Mehr Kinder und Jugendliche wegen Depressionen in Klinik
04.03.2014
Immer mehr Kinder und Jugendliche in Deutschland müssen wegen Depressionen in einer Klinik behandelt werden. In Hamburg ist deswegen die Zahl der stationären Behandlung bei den 10- bis 19-Jährigen innerhalb von zwölf Jahren fast um das Achtfache gestiegen. Dies teilte die Krankenkasse DAK-Gesundheit mit.
Zahl um das Achtfache gestiegen
In Deutschland müssen immer mehr Kinder und Jugendliche wegen einer Depression in einer Klinik behandelt werden. Typische Symptome, die bei ihnen auftreten, sind Stimmungsschwankungen, Antriebslosigkeit, Konzentrationsschwächen, mangelndes Selbstvertrauen oder psychosomatische Probleme, wie etwa Schlafstörungen. In Hamburg ist die Erkrankung für immer mehr junge Menschen so gravierend, dass eine ambulante Behandlung nicht mehr ausreicht und sie in Kliniken stationär behandelt werden müssen. So stieg die Zahl der stationären Behandlungen in der Hansestadt bei den 10- bis 19-Jährigen innerhalb von zwölf Jahren fast um das Achtfache. Dies teilte die Krankenkasse DAK-Gesundheit am Montag unter Hinweis auf Zahlen des Statistischen Bundesamts für die Jahre 2000 bis 2012 mit. Demnach stieg die Zahl der Kinder und Jugendlichen, die von Hamburgs Krankenhäusern aufgenommen wurden, von 61 im Jahr 2000 auf 474 im Jahr 2012.

# [Vorliegende Datensätze]
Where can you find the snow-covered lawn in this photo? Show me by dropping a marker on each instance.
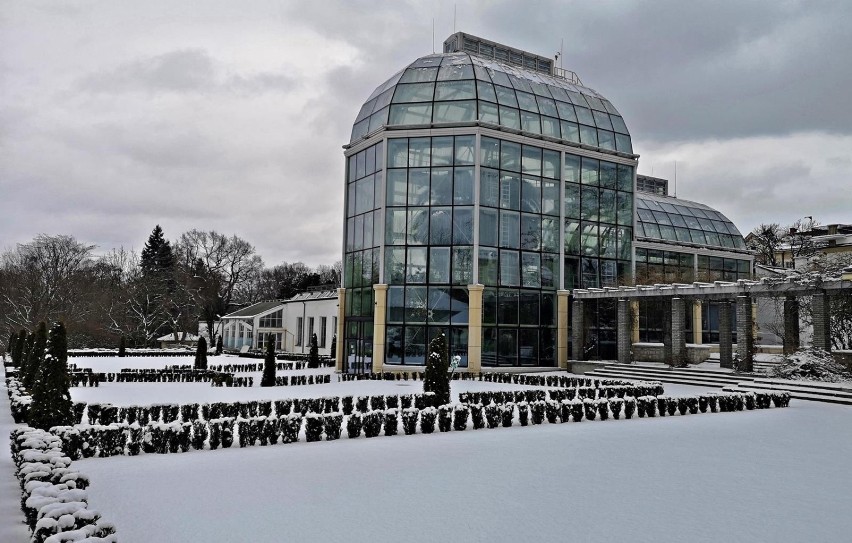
(769, 475)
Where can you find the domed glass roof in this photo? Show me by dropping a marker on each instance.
(456, 89)
(681, 221)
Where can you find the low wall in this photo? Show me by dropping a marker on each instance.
(654, 352)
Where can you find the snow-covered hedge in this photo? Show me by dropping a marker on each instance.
(54, 497)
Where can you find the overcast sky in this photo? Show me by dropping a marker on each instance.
(119, 115)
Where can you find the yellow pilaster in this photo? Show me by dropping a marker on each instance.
(562, 328)
(379, 320)
(340, 354)
(474, 328)
(634, 321)
(696, 322)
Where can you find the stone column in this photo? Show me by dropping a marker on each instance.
(379, 320)
(667, 330)
(821, 314)
(696, 322)
(623, 332)
(474, 328)
(634, 321)
(340, 355)
(678, 318)
(791, 325)
(745, 334)
(562, 300)
(578, 328)
(726, 341)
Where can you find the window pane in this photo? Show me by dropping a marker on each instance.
(439, 265)
(463, 225)
(441, 192)
(463, 186)
(509, 229)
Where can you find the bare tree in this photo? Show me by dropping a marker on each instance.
(215, 267)
(766, 240)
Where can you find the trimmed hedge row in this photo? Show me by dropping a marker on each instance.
(53, 494)
(107, 414)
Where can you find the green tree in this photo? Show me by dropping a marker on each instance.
(201, 354)
(436, 378)
(52, 404)
(268, 379)
(36, 356)
(313, 357)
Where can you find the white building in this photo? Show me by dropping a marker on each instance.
(291, 323)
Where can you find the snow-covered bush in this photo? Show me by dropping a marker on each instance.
(615, 406)
(313, 427)
(445, 417)
(460, 415)
(409, 420)
(391, 422)
(477, 416)
(332, 423)
(353, 425)
(811, 365)
(372, 423)
(523, 413)
(427, 420)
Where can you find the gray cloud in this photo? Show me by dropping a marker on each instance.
(115, 117)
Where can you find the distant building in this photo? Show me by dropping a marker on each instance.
(289, 323)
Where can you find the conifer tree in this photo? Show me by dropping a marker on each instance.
(52, 404)
(201, 354)
(436, 378)
(268, 379)
(313, 357)
(35, 360)
(157, 254)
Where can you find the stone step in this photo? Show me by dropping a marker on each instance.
(798, 394)
(693, 381)
(660, 373)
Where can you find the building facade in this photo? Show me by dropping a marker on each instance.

# [Aufgabe]
Gib bitte aus dem Text über Depressionen bei Kindern und Jugendlichen den Abschnitt von „Mehr Kinder und Jugendliche wegen Depressionen“ bis „Krankenkasse DAK-Gesundheit mit.“ wörtlich wieder.

# [Lösung]
Mehr Kinder und Jugendliche wegen Depressionen in Klinik
04.03.2014
Immer mehr Kinder und Jugendliche in Deutschland müssen wegen Depressionen in einer Klinik behandelt werden. In Hamburg ist deswegen die Zahl der stationären Behandlung bei den 10- bis 19-Jährigen innerhalb von zwölf Jahren fast um das Achtfache gestiegen. Dies teilte die Krankenkasse DAK-Gesundheit mit.